## [The task]
Write out every line of the records below without changing anything, and leave the pictures out of your copy.

## [Entries provided]
--- Begin ---
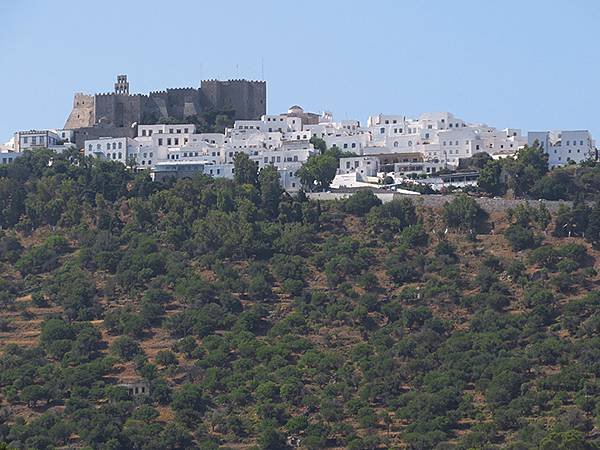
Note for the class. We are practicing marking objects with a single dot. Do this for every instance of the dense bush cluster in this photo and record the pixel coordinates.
(260, 320)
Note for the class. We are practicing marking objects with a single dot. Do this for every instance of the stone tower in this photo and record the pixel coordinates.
(122, 85)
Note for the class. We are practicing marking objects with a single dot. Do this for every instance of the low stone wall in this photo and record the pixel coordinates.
(437, 201)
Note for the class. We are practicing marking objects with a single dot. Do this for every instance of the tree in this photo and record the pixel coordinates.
(125, 348)
(319, 144)
(464, 214)
(361, 202)
(270, 190)
(520, 237)
(318, 171)
(490, 179)
(530, 165)
(245, 170)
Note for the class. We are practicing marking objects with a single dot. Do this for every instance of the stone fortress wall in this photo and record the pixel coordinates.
(121, 109)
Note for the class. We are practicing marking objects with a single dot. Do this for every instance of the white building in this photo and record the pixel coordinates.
--- End ---
## [Exercise output]
Note for the class. We are practicing marking objects with a single dot. Do this for every instance of the dense bush cluster in this photo and record the pixel coordinates.
(260, 320)
Note for the class. We are practicing marking objects with a single dot. Do this for every instance of the stone tower in this photo and record the pixel coordinates.
(122, 85)
Note for the class. We are practicing marking objects with a single dot. Do this for every instance of the low stone wall in this photo and record the pixel coordinates.
(437, 201)
Note for the class. We are practicing marking objects with a single dot. Do this for every instance of the tree in this photo and record the pixel coordinates.
(125, 348)
(319, 144)
(464, 214)
(361, 202)
(270, 190)
(520, 237)
(318, 171)
(490, 179)
(530, 165)
(245, 170)
Note for the class. We are practicing marking objects with a single dot. Do this for every instance of the stone fortress wall in this photo and record the pixel coordinates.
(121, 109)
Note for the class. We are practicing marking objects with a single dot. Do this for every instance of the white building in this photo and record the pixel coordinates.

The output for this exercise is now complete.